#### Document segment:
-- begin --
The csv module implements classes to read and write tabular data in CSV format.

https://docs.python.org/3.7/library/csv.html

In [25]:
%%file ./data/personrecords.csv
name,age
zhangsan,28
lishi,18 

Overwriting ./data/personrecords.csv


In [26]:
import  csv
filename="./data/personrecords.csv"
csvfile = open(filename, 'r')
reader = csv.DictReader(csvfile)
for line in reader:
    name = line['name']
    age=line['age']
    print(name,age)  

zhangsan 28
lishi 18 


### our DictReader

In [27]:
def ourDictReader(file):
    records=[]
    fields=file.readline()[:-1].split(',')
    print(fields)

    for line in file:
        currowrecord=line.split(',')
-- end --
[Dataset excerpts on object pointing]
-- begin --
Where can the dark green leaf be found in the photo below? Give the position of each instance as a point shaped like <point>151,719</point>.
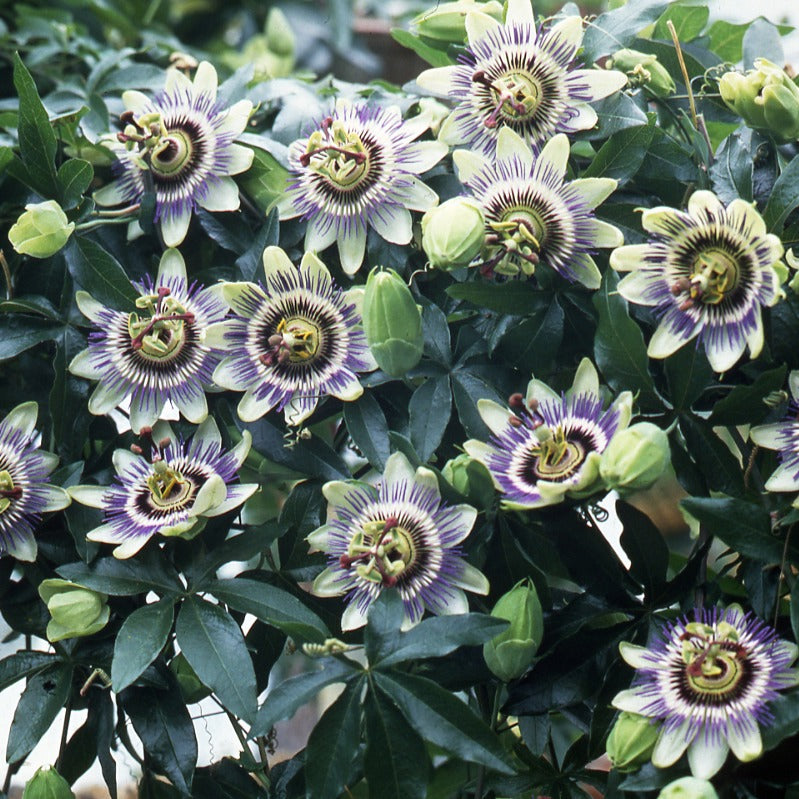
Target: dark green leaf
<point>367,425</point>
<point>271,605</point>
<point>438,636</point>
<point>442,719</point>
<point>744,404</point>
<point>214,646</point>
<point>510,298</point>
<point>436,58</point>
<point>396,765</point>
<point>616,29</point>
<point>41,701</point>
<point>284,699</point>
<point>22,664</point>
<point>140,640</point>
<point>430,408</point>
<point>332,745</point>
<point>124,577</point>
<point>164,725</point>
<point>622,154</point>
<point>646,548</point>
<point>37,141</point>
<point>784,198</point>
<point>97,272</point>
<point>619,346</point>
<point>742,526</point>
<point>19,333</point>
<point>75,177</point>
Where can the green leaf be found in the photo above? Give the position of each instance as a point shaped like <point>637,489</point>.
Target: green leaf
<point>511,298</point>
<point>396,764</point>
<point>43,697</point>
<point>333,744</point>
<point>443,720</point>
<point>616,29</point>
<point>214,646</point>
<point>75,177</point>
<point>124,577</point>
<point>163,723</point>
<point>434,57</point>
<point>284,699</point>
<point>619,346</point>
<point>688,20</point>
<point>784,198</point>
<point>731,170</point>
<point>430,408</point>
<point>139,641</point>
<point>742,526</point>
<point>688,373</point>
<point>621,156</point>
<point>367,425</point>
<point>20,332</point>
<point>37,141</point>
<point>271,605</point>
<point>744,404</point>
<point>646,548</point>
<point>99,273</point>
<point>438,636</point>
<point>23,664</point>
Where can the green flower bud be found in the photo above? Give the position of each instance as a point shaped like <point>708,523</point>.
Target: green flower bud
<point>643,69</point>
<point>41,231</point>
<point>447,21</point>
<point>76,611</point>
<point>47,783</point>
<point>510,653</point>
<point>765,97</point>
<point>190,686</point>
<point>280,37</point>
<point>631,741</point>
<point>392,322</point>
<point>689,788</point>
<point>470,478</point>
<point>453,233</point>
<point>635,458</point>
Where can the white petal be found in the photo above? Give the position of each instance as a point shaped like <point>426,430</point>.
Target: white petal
-- end --
-- begin --
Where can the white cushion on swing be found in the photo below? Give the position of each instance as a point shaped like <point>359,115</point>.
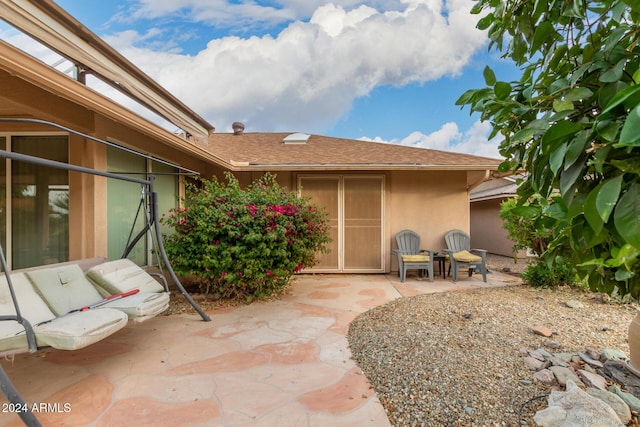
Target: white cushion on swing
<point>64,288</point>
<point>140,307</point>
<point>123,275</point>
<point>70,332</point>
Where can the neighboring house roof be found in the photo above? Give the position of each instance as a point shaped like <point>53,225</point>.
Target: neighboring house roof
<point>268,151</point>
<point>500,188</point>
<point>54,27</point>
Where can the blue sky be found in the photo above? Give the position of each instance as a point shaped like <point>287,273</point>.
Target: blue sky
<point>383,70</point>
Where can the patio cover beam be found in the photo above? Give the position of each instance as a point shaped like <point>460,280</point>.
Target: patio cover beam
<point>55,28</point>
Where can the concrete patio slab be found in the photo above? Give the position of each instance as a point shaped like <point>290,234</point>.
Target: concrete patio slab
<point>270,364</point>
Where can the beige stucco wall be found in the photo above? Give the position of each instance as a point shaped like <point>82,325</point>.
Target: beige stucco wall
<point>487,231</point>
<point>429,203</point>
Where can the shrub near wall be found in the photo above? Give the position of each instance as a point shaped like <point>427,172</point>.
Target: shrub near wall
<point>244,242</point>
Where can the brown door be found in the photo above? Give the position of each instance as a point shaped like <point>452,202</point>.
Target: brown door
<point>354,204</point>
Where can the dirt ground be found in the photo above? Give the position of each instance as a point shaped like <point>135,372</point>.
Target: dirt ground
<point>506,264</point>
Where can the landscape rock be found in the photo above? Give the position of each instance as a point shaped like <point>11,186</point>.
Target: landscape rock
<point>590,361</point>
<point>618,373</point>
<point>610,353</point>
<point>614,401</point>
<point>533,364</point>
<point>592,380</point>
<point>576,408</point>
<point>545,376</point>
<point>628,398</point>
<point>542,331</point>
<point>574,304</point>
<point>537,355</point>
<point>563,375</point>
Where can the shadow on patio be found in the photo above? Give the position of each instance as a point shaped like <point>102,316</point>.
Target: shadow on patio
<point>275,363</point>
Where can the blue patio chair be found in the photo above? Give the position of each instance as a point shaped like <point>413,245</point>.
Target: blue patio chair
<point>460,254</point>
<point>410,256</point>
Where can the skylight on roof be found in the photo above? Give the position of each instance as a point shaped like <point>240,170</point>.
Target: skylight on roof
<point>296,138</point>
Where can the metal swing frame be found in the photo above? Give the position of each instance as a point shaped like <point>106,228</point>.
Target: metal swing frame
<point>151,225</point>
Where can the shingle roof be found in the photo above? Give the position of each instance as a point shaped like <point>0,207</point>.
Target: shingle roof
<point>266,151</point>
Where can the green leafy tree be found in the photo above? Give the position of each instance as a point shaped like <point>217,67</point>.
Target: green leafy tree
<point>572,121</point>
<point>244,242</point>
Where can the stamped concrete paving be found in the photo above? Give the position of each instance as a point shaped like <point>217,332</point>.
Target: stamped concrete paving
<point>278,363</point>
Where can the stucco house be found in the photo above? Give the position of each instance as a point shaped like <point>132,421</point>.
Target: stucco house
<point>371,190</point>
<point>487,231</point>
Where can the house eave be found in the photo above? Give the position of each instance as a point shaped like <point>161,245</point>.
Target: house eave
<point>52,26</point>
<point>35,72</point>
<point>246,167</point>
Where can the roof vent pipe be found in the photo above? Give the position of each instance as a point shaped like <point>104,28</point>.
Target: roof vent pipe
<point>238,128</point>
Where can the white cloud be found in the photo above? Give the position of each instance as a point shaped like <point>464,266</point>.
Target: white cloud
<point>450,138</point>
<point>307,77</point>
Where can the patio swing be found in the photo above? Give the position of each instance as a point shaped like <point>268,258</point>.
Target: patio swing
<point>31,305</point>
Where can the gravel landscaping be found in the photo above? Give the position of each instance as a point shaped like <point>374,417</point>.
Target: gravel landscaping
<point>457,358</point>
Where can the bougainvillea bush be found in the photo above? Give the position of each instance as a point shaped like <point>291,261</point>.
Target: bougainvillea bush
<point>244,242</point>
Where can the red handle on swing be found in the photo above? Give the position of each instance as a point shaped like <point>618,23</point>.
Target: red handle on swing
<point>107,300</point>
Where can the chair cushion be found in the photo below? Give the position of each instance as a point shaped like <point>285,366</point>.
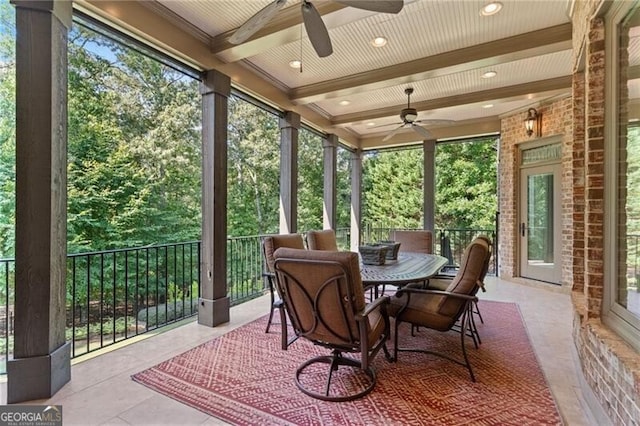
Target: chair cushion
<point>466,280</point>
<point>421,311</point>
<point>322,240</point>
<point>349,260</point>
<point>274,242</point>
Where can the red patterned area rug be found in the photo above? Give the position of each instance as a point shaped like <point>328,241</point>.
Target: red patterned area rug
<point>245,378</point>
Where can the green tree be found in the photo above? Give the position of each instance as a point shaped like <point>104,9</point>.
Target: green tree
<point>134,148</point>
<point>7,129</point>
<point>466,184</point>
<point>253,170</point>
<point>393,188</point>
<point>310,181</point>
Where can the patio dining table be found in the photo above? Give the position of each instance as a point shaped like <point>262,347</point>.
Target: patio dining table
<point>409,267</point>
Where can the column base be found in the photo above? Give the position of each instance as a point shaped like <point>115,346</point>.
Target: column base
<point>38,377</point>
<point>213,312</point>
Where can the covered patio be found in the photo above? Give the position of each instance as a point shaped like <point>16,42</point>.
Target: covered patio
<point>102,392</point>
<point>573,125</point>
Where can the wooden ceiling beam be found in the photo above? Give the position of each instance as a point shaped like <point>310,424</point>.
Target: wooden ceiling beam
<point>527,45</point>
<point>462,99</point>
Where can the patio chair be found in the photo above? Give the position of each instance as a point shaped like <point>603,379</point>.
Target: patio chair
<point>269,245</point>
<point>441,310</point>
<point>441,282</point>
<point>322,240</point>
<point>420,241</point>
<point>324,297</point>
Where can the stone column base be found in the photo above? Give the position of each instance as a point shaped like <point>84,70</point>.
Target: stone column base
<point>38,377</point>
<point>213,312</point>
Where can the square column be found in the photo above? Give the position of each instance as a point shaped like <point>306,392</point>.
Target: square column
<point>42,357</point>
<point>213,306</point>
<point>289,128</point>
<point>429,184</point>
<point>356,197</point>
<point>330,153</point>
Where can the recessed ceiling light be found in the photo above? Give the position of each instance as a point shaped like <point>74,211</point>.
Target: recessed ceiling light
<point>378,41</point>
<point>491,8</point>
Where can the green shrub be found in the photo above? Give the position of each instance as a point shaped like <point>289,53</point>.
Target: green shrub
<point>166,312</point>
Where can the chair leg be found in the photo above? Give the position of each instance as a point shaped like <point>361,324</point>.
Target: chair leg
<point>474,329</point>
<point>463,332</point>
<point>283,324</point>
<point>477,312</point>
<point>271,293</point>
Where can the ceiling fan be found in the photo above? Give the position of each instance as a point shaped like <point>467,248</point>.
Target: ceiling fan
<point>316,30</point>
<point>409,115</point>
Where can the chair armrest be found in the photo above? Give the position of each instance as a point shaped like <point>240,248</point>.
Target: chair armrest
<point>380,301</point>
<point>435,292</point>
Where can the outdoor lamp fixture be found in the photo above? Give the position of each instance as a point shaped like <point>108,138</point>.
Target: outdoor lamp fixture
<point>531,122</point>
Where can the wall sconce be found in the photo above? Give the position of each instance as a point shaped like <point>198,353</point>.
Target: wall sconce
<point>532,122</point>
-- end --
#### Tasks:
(1) Extract the stretch of the Python csv notes from "zhangsan 28" through "currowrecord=line.split(',')".
(2) According to the Python csv notes, what does the csv module implement?
(3) Proceed with the Python csv notes from where they stop.

#### Results of the tasks:
(1)
zhangsan 28
lishi 18 


### our DictReader

In [27]:
def ourDictReader(file):
    records=[]
    fields=file.readline()[:-1].split(',')
    print(fields)

    for line in file:
        currowrecord=line.split(',')

(2) Classes to read and write tabular data in CSV format.

(3)
        rowrecord={}
        for i in range(len(fields)):
            rowrecord[fields[i]]=currowrecord[i]
        records.append(rowrecord)
    return records

filerecords=open('./data/personrecords.csv','r')
reader=ourDictReader(filerecords)
for line in reader:
    print(line)
    print(line['name'],line['age'])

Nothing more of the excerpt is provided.